__Work to complete__. In the report on the CBS Austin livestream below, who signed the Instagram statement posted by the station and Sinclair?

A viral February 28 livestream captured a CBS Austin reporter on the ground at the Texas State Capitol asking about a text from a higher-up while an off-screen crew member said, “It means they don’t want us to focus on this,” a clip that has set off a predictable firestorm. Conservatives watching saw yet another example of a mainstream outlet looking more like a corporate messaging arm than a free press, and that clip has been shared and dissected across social platforms.

The station and Sinclair pushed back hard, posting an Instagram statement signed by Sinclair’s senior vice president of news, Scott Livingston, calling the suppression claims false and arguing the directive was about safety and logistics after another rally formed nearby. They insisted there was no editorial ban and that the crew followed standard perimeter and safety protocols while documenting the events.

__Data listing__.
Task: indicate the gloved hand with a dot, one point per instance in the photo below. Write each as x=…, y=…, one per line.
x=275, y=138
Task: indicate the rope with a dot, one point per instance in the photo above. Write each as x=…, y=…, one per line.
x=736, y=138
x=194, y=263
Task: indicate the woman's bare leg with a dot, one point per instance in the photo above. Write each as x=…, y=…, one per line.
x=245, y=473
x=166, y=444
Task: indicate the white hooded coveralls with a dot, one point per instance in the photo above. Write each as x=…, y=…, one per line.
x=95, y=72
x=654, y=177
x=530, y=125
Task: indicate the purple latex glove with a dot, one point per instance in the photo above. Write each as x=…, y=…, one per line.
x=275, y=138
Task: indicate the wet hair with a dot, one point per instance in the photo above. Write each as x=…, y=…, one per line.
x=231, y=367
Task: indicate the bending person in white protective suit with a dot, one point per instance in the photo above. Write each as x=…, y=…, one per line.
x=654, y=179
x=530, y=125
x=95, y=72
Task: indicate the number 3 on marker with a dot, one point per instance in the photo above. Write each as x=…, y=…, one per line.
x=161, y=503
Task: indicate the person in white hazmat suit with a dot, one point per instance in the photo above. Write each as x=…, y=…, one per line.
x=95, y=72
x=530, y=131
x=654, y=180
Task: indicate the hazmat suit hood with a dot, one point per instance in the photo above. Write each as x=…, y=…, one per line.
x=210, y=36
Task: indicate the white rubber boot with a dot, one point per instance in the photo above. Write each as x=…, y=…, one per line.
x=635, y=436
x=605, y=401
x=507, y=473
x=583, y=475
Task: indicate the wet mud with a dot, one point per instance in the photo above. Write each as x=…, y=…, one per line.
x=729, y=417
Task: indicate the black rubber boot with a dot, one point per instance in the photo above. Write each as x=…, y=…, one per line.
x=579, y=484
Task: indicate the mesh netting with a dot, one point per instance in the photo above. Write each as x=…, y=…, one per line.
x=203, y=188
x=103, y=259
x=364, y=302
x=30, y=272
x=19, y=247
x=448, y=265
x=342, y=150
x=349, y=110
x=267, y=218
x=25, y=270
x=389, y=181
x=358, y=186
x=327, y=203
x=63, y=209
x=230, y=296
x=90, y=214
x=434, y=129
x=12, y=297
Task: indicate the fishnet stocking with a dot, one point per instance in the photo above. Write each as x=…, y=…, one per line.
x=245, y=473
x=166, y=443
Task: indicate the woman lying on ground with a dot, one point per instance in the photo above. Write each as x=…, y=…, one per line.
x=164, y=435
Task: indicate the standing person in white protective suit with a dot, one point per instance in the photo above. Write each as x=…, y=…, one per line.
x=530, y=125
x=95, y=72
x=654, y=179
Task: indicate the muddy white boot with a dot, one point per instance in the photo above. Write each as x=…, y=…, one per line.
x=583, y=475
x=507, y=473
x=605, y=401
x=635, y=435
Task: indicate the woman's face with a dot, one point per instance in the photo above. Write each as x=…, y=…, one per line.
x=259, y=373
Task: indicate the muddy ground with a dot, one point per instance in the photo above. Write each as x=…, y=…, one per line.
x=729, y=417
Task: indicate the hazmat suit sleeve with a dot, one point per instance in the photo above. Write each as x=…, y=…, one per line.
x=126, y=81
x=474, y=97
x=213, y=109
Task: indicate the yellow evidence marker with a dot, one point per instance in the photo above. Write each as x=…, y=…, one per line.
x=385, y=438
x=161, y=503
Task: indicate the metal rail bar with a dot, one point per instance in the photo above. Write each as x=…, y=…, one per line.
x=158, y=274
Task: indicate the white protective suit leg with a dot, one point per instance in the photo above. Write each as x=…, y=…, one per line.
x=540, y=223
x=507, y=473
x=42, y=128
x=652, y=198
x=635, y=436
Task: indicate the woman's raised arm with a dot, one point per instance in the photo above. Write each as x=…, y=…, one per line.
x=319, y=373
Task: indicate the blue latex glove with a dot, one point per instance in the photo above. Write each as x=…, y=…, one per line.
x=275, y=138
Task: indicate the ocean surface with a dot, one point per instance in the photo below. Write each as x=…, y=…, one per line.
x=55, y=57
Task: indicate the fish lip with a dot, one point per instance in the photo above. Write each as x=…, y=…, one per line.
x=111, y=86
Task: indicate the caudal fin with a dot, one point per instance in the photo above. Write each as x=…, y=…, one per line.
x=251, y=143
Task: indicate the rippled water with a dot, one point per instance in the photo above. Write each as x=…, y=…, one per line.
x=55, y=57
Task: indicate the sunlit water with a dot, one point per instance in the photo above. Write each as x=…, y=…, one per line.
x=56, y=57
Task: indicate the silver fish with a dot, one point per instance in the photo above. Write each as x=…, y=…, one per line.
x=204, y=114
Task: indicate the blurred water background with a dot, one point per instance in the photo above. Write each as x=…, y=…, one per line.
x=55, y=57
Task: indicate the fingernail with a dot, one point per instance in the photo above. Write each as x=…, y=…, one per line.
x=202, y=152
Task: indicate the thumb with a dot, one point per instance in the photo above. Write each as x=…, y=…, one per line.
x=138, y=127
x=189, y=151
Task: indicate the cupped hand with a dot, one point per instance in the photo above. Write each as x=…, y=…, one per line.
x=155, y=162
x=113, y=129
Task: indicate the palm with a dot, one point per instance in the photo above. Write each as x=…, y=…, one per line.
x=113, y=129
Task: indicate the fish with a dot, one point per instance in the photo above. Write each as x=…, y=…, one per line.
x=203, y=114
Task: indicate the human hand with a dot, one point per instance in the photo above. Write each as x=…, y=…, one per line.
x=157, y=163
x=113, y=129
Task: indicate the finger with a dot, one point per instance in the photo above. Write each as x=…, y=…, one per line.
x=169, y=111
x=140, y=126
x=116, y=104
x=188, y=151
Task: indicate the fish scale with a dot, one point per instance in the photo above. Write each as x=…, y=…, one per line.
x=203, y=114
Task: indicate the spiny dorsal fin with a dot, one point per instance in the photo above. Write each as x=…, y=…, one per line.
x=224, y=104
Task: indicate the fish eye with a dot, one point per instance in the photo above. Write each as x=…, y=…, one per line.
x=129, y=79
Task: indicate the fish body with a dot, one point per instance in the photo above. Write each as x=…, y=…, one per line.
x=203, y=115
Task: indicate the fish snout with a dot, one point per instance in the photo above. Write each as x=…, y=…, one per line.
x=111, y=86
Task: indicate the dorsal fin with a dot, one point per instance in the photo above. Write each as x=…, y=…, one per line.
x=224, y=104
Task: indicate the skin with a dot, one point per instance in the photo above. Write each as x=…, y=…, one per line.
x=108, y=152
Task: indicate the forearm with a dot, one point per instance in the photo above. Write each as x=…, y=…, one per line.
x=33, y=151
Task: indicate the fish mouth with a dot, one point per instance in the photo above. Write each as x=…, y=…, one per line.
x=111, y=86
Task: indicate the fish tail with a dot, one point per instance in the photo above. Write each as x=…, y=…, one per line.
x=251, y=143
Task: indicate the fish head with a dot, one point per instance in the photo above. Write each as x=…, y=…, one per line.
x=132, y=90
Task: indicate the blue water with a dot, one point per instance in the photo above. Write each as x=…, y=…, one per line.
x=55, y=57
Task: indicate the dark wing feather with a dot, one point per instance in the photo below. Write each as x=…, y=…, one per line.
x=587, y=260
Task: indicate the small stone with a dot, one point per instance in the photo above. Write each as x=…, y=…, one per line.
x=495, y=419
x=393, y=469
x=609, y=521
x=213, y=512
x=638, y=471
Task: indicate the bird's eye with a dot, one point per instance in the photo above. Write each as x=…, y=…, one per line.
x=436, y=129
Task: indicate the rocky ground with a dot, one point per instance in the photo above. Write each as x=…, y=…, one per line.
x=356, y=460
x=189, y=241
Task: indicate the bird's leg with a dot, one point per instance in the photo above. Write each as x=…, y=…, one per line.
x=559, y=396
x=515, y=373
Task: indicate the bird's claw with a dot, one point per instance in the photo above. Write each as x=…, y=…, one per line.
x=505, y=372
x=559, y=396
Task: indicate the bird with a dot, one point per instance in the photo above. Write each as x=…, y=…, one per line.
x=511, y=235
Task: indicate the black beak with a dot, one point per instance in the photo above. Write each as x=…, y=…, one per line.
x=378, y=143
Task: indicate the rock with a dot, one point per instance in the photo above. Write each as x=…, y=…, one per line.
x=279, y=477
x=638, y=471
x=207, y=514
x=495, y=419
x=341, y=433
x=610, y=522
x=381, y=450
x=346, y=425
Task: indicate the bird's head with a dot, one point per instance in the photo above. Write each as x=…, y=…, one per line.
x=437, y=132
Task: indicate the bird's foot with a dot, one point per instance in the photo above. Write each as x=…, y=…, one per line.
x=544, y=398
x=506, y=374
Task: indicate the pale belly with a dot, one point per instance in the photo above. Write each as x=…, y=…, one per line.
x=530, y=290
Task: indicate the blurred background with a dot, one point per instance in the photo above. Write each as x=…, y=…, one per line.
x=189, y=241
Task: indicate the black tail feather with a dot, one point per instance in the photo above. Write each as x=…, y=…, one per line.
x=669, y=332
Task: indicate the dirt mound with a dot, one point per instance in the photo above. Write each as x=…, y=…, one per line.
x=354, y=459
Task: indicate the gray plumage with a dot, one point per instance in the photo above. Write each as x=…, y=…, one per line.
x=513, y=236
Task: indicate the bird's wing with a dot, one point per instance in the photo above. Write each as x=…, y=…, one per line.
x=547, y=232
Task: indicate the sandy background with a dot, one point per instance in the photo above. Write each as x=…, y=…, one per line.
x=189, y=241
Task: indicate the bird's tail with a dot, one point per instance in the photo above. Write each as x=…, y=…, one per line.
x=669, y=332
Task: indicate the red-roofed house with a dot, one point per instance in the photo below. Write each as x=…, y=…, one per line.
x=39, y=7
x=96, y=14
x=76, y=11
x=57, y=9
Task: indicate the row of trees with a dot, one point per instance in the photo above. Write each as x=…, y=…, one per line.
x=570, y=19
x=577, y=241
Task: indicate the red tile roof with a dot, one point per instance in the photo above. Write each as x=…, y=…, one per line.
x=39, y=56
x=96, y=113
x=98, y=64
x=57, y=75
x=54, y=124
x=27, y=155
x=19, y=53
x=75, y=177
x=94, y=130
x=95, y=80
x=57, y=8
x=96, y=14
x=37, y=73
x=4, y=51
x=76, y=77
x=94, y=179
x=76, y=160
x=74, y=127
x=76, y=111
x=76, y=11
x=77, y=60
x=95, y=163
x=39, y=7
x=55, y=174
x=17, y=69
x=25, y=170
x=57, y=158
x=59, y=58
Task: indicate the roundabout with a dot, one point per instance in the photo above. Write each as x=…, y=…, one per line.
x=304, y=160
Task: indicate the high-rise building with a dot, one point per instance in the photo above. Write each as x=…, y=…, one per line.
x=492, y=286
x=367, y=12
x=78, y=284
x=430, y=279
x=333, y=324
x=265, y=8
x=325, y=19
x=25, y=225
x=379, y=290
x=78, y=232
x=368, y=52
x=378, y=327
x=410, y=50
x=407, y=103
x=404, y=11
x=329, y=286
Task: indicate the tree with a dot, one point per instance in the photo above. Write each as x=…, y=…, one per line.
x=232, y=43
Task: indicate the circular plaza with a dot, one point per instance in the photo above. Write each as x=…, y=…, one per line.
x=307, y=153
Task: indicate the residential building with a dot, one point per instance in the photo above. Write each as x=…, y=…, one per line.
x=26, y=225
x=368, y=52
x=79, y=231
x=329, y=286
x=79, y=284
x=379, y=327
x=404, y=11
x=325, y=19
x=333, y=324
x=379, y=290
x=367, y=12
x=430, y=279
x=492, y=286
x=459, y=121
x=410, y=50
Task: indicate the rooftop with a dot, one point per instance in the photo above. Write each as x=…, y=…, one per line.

__Result below__. Scott Livingston, Sinclair's senior vice president of news.